### Coordinate annotation entries
[START]

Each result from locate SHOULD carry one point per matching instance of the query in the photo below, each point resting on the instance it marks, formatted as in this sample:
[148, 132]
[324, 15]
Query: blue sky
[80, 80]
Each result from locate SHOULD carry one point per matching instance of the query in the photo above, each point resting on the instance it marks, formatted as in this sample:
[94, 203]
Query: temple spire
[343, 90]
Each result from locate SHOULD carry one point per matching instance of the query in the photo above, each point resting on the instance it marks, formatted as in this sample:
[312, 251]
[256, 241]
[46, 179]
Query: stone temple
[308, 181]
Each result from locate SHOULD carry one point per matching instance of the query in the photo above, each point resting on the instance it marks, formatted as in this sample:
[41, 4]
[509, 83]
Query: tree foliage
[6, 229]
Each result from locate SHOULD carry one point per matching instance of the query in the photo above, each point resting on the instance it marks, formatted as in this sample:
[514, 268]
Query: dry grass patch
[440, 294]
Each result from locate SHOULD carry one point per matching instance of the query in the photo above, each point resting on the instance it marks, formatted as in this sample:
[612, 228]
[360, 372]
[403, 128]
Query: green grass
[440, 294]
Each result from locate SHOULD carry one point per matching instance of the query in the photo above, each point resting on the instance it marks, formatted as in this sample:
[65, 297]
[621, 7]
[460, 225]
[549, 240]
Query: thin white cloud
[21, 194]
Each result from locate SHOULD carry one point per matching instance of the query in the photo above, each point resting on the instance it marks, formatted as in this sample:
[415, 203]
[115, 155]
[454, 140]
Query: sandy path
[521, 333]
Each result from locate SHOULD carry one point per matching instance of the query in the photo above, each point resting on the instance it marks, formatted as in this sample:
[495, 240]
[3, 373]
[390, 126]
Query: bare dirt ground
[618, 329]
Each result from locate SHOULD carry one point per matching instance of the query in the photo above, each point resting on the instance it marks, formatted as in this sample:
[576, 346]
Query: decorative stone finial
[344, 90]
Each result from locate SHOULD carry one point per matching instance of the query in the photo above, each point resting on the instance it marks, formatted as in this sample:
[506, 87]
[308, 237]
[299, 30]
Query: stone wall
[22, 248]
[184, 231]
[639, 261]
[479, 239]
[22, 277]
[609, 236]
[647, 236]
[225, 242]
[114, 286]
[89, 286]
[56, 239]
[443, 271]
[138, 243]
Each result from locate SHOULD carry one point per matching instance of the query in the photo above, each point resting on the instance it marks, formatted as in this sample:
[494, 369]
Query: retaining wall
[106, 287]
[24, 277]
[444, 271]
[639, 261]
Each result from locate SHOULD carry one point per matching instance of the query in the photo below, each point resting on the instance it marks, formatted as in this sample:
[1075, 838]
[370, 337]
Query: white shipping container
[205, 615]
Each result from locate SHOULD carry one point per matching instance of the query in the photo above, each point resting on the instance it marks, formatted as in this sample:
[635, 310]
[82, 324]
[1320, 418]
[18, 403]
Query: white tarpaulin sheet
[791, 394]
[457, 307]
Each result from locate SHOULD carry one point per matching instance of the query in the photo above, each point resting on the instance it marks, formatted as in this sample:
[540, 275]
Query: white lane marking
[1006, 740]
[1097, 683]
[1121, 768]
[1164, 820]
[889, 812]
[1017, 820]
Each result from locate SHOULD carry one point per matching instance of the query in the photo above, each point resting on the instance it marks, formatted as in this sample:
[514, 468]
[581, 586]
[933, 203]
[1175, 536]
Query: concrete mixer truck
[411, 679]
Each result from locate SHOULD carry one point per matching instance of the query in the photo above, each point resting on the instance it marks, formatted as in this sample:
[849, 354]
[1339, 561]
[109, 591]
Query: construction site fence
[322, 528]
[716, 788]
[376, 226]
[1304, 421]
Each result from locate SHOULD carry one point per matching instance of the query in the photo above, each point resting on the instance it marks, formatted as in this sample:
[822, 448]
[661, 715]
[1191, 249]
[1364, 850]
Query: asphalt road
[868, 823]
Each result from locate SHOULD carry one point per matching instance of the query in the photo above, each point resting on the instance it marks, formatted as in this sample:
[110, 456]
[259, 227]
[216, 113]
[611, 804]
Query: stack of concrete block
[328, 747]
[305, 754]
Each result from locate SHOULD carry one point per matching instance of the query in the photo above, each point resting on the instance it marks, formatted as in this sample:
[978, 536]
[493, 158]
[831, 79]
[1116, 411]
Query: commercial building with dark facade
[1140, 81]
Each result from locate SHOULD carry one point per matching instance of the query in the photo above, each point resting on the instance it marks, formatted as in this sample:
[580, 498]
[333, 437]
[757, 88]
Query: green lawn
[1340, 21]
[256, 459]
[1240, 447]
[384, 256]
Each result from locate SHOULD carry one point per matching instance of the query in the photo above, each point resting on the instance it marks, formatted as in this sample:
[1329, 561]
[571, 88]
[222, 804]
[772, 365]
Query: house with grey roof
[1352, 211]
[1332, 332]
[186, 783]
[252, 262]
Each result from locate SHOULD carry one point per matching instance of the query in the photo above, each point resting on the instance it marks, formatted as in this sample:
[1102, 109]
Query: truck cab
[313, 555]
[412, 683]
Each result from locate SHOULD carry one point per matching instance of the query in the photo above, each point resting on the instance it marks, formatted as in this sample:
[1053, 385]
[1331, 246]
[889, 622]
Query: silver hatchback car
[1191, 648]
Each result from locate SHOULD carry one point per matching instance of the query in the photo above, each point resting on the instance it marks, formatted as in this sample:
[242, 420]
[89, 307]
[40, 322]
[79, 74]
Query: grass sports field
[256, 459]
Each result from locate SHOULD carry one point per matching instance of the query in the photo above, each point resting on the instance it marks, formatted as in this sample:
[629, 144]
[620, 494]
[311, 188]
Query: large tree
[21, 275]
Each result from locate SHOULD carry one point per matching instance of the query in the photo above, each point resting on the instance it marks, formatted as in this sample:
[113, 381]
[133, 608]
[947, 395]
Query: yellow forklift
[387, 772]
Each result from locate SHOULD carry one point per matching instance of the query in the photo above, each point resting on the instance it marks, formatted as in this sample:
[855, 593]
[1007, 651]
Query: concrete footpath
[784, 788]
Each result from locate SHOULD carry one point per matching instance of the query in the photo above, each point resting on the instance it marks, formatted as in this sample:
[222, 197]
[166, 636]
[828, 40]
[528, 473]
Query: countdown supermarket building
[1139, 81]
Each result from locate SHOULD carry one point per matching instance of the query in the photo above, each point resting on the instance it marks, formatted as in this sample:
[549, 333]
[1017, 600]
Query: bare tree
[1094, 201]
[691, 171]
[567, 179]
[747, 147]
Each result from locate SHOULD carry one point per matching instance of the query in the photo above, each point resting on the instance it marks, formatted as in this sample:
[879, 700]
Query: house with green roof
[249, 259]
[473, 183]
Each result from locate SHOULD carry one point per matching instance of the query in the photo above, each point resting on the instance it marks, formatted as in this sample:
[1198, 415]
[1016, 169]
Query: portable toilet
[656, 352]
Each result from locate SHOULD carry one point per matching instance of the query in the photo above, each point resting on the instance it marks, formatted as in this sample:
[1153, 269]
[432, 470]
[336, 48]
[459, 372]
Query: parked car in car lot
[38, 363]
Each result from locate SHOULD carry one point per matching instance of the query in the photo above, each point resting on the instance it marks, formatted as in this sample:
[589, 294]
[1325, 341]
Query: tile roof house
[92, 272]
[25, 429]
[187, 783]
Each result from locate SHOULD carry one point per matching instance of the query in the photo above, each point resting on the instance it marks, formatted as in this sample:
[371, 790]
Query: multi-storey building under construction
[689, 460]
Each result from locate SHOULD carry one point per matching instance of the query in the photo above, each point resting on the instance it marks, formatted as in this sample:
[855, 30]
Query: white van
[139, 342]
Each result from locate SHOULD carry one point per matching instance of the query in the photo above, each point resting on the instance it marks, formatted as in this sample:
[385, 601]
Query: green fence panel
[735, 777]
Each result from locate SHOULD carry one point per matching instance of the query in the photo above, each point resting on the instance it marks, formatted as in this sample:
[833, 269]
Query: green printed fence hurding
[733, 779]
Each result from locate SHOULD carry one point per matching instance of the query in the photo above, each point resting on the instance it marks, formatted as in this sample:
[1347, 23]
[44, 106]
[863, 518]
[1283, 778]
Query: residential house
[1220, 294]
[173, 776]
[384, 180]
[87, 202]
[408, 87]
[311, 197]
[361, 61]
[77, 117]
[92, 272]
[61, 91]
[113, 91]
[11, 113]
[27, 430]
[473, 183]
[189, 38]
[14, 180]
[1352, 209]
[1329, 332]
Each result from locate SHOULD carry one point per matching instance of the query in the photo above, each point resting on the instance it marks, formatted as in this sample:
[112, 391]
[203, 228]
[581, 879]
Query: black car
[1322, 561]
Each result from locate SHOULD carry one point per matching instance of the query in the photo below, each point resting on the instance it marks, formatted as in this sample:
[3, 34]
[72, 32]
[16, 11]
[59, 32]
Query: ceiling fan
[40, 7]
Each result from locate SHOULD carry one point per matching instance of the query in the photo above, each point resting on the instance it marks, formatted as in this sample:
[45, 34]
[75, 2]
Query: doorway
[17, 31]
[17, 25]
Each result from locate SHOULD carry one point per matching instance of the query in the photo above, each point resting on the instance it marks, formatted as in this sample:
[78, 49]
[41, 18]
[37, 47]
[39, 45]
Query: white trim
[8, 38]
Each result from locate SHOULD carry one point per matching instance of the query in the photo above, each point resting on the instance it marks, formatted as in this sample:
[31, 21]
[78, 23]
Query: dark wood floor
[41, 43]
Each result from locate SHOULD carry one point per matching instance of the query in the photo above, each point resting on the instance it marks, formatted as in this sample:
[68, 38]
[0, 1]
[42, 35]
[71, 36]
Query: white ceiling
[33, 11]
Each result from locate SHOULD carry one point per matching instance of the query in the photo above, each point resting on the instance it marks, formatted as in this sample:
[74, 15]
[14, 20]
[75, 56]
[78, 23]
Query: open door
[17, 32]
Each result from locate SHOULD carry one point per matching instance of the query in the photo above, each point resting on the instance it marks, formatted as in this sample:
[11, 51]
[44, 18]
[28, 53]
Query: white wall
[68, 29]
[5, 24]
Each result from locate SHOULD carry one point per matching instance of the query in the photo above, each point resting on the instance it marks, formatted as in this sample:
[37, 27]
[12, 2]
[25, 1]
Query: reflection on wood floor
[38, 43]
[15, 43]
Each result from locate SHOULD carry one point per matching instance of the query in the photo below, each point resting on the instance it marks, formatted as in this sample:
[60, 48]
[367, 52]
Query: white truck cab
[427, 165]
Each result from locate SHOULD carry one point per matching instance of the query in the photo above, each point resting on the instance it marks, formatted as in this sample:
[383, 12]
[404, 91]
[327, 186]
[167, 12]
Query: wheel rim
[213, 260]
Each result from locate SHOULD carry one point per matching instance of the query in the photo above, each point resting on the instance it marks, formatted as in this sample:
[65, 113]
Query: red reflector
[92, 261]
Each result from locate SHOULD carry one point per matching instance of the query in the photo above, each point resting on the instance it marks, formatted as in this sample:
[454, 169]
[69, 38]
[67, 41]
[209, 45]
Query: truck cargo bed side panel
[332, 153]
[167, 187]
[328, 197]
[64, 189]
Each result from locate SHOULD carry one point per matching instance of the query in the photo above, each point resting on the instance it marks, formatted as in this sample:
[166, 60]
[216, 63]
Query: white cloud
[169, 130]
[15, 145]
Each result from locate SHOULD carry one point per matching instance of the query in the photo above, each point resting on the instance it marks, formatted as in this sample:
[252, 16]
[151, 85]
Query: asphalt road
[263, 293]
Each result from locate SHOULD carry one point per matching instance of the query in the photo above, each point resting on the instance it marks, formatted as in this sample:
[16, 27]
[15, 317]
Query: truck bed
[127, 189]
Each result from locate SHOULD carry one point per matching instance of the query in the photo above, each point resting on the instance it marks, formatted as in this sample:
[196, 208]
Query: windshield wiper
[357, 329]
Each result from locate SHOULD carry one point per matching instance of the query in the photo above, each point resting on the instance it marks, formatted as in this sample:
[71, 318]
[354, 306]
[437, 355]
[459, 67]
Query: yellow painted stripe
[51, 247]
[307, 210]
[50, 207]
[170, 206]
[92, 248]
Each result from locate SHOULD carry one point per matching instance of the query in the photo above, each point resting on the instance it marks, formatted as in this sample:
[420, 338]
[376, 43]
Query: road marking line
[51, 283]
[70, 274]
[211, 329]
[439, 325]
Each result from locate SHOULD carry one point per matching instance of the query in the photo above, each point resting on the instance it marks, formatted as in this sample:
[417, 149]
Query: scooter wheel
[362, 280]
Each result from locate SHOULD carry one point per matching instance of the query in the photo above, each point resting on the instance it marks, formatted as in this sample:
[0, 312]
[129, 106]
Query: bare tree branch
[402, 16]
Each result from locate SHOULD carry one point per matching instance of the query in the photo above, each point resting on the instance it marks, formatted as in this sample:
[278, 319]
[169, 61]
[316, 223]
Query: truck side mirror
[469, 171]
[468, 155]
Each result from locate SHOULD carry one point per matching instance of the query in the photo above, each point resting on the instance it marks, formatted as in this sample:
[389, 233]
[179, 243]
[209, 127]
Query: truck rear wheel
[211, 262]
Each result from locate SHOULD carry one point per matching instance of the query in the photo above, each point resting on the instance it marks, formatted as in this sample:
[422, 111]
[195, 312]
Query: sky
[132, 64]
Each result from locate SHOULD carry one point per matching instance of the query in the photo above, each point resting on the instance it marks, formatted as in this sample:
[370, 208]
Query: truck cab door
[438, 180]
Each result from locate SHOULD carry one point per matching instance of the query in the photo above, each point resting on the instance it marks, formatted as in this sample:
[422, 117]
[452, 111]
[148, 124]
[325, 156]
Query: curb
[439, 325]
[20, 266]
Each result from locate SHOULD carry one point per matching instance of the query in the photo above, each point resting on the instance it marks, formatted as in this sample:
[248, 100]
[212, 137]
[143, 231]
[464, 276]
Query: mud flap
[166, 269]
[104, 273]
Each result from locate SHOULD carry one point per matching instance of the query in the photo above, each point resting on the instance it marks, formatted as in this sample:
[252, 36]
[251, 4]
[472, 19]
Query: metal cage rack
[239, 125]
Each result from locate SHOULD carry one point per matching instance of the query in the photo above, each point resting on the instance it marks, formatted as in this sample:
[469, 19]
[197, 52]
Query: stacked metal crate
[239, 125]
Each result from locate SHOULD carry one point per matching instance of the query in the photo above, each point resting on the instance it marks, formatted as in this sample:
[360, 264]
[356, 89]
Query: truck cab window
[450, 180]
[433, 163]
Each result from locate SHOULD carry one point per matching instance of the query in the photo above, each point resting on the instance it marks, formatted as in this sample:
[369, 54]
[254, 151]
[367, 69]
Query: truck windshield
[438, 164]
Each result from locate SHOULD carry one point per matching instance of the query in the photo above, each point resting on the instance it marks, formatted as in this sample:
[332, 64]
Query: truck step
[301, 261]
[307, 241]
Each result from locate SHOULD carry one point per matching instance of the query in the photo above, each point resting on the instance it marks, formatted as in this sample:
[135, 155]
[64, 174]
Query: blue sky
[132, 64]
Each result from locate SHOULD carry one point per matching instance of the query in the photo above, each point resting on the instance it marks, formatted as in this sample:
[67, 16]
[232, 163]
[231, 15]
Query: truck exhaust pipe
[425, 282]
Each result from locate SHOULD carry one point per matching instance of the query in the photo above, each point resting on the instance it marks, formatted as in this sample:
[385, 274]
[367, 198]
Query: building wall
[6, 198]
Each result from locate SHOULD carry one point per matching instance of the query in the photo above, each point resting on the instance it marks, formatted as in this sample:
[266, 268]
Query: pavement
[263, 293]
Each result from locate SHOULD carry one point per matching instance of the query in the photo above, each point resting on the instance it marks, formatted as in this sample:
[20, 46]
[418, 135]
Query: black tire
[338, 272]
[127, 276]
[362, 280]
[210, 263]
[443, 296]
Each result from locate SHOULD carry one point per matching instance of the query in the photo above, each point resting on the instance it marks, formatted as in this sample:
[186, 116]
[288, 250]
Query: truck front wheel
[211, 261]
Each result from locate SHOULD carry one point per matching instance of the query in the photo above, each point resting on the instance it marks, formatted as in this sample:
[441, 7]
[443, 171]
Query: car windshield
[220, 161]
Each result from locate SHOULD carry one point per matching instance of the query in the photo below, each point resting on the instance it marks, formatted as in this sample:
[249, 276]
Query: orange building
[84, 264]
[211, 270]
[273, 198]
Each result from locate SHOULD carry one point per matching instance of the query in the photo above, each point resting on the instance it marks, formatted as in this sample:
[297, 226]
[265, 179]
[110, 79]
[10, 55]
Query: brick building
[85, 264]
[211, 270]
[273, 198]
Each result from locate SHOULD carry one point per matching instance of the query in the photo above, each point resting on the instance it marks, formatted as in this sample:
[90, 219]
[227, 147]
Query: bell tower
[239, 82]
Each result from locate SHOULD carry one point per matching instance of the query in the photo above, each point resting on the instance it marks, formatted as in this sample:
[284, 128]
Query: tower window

[END]

### STATED PROBLEM
Return each line of the rows above that contains the word "marking", matching its case exactly.

### OUTPUT
Query: white lane marking
Query: road marking line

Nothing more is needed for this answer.